- Отрывок для чтения -

Это было самоубийство. Все равно что встать на рельсы перед несущимся поездом. Против Робеспьера поднялись все до одного. Замешанные в заговоре имели все основания считать, что в списке значатся как раз они. Каждый ни в чем не замешанный опасался, что в списке отыщется и его фамилия: после того как на гильотину отправили вождей, с людьми помельче церемониться никто не будет, ну а то, что под трибунал может угодить любой невиновный, все прекрасно знали…
Назавтра с утра несколько часов все еще шло заведенным порядком – успели отрубить головы особо невезучим бедолагам. Потом на улицах появились солдаты и жандармы – не в таком уж большом количестве. Робеспьера свергли как-то играючи, словно собаку ногой пнули. Он попытался укрыться в каком-то тамошнем «райкоме партии», но быстро достали и там. В полном соответствии с базисной теорией личность Робеспьера удостоверил и все бумаги, потребные для отправки на эшафот, написал не кто иной, как общественный обвинитель революционного трибунала (нечто вроде генерального прокурора) Фукье-Тенвиль, за время пребывания на этом посту отправивший на гильотину тысячи и тысячи «врагов народа» (понятие «враг народа» было введено в оборот одним из революционных законов, так что придумали его отнюдь не Сталин с Берией).
Робеспьеру быстренько оттяпали голову, а заодно и Сент-Жюсту – при подобных переворотах шеф тайной полиции по определению не может остаться в живых, если только он сам не состоит в заговоре. Сен-Жюст не состоял. Никто не заморачивался даже той пародией на суд, что существовала при Робеспьере. Правда, с юридической стороны все выглядело как нельзя более убедительно. Робеспьера и Сен-Жюста попросту объявили вне закона – после чего любой прохожий имел законное право убить их кирпичом, не говоря уж о поездке на гильотину…
Не без злорадства уточню: Фукье-Тенвиля выписанная им Робеспьеру «подорожная» не спасла. Вскоре загребли его самого. За все прошлое. Победители старались показать, что времена беззакония прошли (как многие победители) – а потому Фукье-Тенвиля судили по всем Правилам, процесс растянулся на 45 заседаний, в суд было вызвано около 400 свидетелей. Казнь состоялась почти через год. Нужно признать, что бывший генпрокурор до последнего держался молодцом: когда зеваки поливали его бранью, отвечал тем же. Шнырявшие в толпе сыщики в штатском (куда ж без них?) старательно записали для начальства все, что зрители кричали прокурору, и все, что отвечал он. Самым цензурным было «сволочь», остальное привести невозможно (французский язык на подобные словечки богат).

(Записи из коллекции)
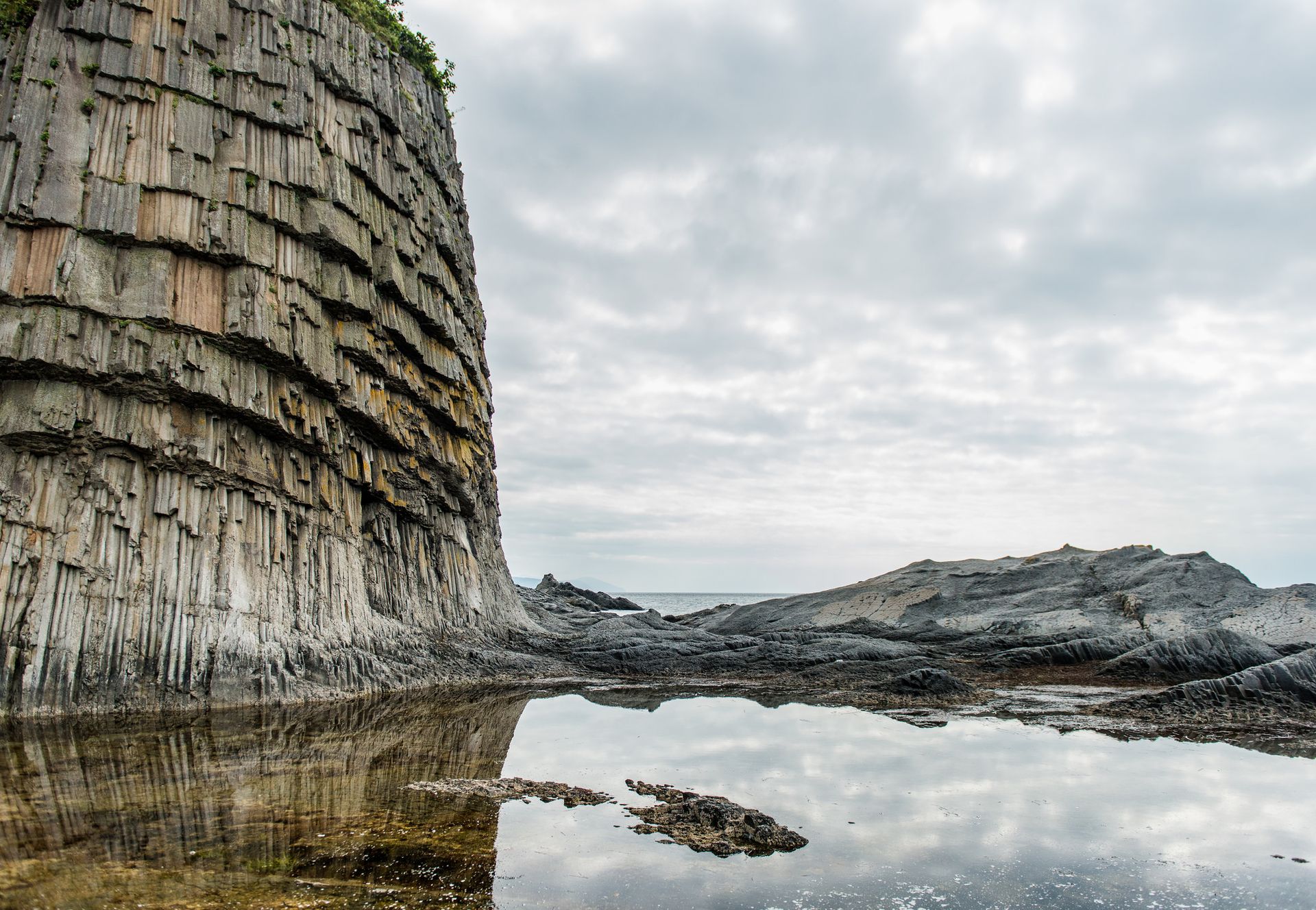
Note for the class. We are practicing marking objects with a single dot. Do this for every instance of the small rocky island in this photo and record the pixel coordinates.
(1190, 635)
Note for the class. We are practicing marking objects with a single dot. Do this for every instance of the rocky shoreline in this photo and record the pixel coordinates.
(1184, 635)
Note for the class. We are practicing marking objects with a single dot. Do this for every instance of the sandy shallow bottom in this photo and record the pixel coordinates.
(1018, 802)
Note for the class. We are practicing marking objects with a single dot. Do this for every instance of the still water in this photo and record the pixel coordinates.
(308, 808)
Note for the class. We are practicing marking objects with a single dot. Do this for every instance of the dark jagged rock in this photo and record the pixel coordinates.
(581, 598)
(1081, 650)
(1284, 685)
(1208, 654)
(711, 824)
(929, 682)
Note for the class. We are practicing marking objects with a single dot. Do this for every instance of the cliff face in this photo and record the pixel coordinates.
(245, 443)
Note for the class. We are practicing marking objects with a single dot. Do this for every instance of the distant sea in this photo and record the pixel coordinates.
(677, 602)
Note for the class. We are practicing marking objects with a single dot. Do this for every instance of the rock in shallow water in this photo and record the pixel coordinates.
(504, 789)
(711, 824)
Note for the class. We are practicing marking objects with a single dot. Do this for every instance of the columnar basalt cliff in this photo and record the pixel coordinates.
(245, 443)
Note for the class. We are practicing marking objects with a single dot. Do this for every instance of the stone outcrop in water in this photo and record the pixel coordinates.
(245, 443)
(709, 824)
(555, 591)
(1284, 685)
(942, 633)
(1065, 595)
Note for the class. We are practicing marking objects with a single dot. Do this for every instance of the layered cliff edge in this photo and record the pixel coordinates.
(245, 446)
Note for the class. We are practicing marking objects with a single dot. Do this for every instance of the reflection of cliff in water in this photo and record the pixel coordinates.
(250, 801)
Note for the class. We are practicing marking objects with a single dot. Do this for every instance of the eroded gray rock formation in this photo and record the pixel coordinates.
(582, 598)
(949, 632)
(1284, 685)
(1195, 656)
(1065, 595)
(245, 443)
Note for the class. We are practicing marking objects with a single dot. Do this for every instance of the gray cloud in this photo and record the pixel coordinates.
(785, 293)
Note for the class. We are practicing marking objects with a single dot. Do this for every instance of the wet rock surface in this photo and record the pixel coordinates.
(245, 442)
(1202, 655)
(949, 633)
(711, 824)
(513, 788)
(1284, 687)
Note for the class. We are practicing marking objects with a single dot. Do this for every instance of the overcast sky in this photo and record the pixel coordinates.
(783, 295)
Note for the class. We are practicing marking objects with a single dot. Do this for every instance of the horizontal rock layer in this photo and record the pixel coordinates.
(245, 445)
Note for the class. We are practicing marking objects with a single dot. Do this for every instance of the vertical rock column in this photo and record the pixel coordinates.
(245, 443)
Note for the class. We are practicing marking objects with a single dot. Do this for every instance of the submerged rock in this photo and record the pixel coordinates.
(711, 824)
(513, 788)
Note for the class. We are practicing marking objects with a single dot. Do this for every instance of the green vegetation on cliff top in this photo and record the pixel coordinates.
(16, 15)
(385, 20)
(380, 17)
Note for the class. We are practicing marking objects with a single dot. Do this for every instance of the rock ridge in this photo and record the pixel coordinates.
(245, 446)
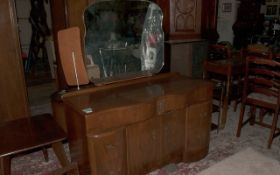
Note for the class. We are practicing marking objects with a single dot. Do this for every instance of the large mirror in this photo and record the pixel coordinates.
(123, 39)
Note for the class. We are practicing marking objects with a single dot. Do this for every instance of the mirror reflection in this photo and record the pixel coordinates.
(123, 38)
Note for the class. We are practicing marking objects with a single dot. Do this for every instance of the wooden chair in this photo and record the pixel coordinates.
(216, 52)
(261, 89)
(258, 50)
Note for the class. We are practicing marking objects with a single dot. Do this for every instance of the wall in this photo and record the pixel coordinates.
(227, 13)
(23, 8)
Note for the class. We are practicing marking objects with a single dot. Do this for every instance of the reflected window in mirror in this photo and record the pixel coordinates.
(123, 39)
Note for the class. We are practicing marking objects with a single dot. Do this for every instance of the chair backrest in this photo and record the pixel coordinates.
(262, 80)
(258, 50)
(218, 52)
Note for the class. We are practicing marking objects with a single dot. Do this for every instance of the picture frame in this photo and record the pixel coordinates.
(227, 7)
(271, 10)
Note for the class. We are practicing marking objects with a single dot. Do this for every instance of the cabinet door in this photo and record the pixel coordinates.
(198, 122)
(173, 136)
(143, 146)
(107, 153)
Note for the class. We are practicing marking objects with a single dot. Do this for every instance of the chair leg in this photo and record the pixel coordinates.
(240, 123)
(5, 165)
(45, 153)
(252, 115)
(273, 128)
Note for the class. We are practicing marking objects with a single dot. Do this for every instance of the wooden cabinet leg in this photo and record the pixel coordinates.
(46, 155)
(5, 165)
(60, 153)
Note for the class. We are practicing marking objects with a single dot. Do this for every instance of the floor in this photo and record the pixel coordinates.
(222, 144)
(39, 97)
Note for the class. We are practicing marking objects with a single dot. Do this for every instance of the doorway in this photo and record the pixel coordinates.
(37, 52)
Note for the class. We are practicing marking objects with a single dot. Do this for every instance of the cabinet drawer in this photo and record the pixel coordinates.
(107, 152)
(118, 117)
(170, 102)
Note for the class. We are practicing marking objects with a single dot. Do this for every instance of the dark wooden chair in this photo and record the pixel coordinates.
(258, 50)
(261, 89)
(217, 52)
(24, 135)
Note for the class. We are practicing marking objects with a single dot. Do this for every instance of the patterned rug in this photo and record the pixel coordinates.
(222, 145)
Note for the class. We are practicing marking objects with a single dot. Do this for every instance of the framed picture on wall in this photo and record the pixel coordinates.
(271, 10)
(227, 7)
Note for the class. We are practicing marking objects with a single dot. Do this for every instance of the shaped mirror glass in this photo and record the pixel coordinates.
(123, 39)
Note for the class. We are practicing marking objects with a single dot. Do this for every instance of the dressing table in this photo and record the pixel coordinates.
(134, 125)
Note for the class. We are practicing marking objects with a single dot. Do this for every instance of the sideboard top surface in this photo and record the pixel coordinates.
(143, 92)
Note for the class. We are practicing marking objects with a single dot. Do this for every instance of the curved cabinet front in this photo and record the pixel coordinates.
(144, 127)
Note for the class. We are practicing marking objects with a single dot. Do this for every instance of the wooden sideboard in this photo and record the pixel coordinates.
(134, 127)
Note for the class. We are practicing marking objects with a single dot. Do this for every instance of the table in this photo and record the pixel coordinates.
(127, 127)
(229, 68)
(25, 134)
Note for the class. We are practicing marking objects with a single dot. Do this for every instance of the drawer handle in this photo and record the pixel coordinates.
(160, 107)
(110, 146)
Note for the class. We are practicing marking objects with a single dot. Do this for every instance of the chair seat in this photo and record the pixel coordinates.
(263, 98)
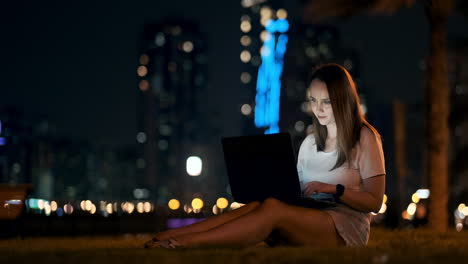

- Задачи -
1. Сколько заседаний длился суд над Фукье-Тенвилем, согласно отрывку о падении Робеспьера?
2. Продолжите отрывок о падении Робеспьера, начав сразу после его последнего предложения.

- Итоги упражнения -
1. Процесс растянулся на 45 заседаний.

2.
По какому-то зловещему совпадению новоизобретенный термидор именовался еще «месяцем жары». День девятого действительно выдался жарким и в прямом, и в переносном смысле – стояла сорокаградусная жара. Правда, когда начались события, прошел проливной дождь…
В 1870 году во Франции умерла столетняя старушка по фамилии де Бламон. Она была последней дожившей до этого времени подсудимой революционного трибунала, приговоренной им к смерти. Она была беременна, и казнь отложили – но прежде чем родила, грянуло 9 термидора. Мадам де Бламон была еще и последней из живших, кто своими глазами видел Робеспьера. Могила Робеспьера, как и всех прочих казненных на гильотине, неизвестна. Памятника нет. Все попытки его установить, к чести французов, встречали яростное сопротивление. Памятник Дантону в Париже все-таки поставили – Дантон как-то незаметно из палача революции стал ее жертвой. А впрочем, насчет памятника Робеспьеру я не берусь загадывать на будущее: коли уж англичане не так давно поставили памятник дезертирам времен Первой мировой, расстрелянным по приговорам военных трибуналов…
Возможно, кто-то скажет, что обширные исторические отступления не на месте в книге о потустороннем. Однако я убежден, что эти отступления необходимы. Кое-что из того, что я рассказал и о чем еще буду рассказывать, можно понять в полной мере, только изучив время, конкретные исторические условия. Очень многое зависит от времени, от эпохи. В XVII столетии того же Калиостро, не мудрствуя лукаво, попросту спалили бы на костре – как, между прочим, поступили с одним итальянцем, имевшим неосторожность говорить на публике, что человек, не исключено, произошел от обезьяны. Столетие XVIII, «век разума», послужило питательной средой для Калиостро и ему подобных. В XIX Калиостро мог и загреметь под суд за иные проказы, в «своем» веке сходившие ему с рук. Касательно этого есть хороший пример. Английский средневековый закон о колдовстве был отменен только после Второй мировой войны – а до того, уже в ХХ столетии, несколько раз применялся. Исключительно в отношении аферистов, которые срубали легкую денежку на манер Калиостро, с вызовом духов и письмами с того света, – а других законов, позволявших бы их прищучить, в распоряжении судей не имелось.
Вот, кстати, об английских аферистах – тут уже нашей темы это вплотную касается. Еще в 60-е годы прошлого столетия в Лондоне объявился натуральный тибетский лама Лобсанг Рампа, выпустивший несколько книг о мистических загадках Тибета и очень недурно на этом заработавший. Судить его не судили – с формальной точки зрения не за что было. Однако пронырливые журналисты довольно быстро раскопали, что «лама» – чистокровнейший англичанин, в жизни в Тибете не бывавший, мало того, не отягощенный высшим образованием человек не самой сложной профессии (не помню точно, то ли слесарь-сантехник, то ли что-то вроде). Отсутствие диплома ему нисколечко не помешало поднажиться на излишне доверчивых согражданах, повернутых на мистике и готовых проглотить что угодно, лишь бы выглядело красиво.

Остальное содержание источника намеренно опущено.